**Work required:** Which lines in the rows below contain the word "yellow"? Locate and copy each of them.

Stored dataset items
»»
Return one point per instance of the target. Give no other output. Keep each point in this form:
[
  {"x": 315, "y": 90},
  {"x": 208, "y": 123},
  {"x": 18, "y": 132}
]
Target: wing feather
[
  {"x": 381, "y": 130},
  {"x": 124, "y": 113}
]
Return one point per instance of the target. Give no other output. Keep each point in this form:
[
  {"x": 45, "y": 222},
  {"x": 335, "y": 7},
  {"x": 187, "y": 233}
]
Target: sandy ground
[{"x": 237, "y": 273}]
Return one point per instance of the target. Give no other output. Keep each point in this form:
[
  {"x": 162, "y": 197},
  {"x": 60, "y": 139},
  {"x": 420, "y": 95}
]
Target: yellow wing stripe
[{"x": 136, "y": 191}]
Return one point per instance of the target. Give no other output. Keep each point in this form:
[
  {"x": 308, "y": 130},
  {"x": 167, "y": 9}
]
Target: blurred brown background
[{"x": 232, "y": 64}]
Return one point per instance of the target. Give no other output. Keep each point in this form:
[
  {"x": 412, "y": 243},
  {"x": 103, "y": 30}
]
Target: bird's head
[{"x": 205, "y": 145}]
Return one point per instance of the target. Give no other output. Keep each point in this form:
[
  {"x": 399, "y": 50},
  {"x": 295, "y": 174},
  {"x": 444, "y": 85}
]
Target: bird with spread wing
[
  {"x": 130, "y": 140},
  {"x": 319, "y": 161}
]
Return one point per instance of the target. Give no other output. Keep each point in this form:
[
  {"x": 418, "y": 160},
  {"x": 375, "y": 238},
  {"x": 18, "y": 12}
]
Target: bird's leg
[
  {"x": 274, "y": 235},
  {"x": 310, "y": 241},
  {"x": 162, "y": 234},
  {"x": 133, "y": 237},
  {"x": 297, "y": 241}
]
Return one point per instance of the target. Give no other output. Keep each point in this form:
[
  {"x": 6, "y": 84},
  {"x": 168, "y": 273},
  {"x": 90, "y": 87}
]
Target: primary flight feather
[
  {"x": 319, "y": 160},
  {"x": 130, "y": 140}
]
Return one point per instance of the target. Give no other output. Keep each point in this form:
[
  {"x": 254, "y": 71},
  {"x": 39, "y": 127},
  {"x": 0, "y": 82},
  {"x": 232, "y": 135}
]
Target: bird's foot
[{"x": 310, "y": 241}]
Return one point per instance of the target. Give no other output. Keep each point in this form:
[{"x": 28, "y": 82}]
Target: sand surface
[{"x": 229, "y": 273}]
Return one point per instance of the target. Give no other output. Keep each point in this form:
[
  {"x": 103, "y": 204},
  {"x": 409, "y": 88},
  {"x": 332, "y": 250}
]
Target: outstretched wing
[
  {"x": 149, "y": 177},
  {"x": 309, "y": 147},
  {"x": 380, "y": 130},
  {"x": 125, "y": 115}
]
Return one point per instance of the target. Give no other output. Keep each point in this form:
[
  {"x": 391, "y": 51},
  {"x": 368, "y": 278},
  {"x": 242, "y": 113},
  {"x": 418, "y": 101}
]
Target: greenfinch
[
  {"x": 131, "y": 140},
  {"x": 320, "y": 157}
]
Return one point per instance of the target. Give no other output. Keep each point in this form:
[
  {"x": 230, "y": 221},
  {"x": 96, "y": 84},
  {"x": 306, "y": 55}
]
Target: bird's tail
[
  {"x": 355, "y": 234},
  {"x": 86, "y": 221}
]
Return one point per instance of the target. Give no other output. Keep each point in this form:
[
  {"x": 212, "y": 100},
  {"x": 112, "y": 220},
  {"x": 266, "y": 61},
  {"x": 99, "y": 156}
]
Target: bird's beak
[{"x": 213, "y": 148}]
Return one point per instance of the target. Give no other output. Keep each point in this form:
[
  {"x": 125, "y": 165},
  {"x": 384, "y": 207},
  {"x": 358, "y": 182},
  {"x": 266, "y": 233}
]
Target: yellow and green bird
««
**Solution below:**
Target: yellow wing stripe
Target: yellow and green bird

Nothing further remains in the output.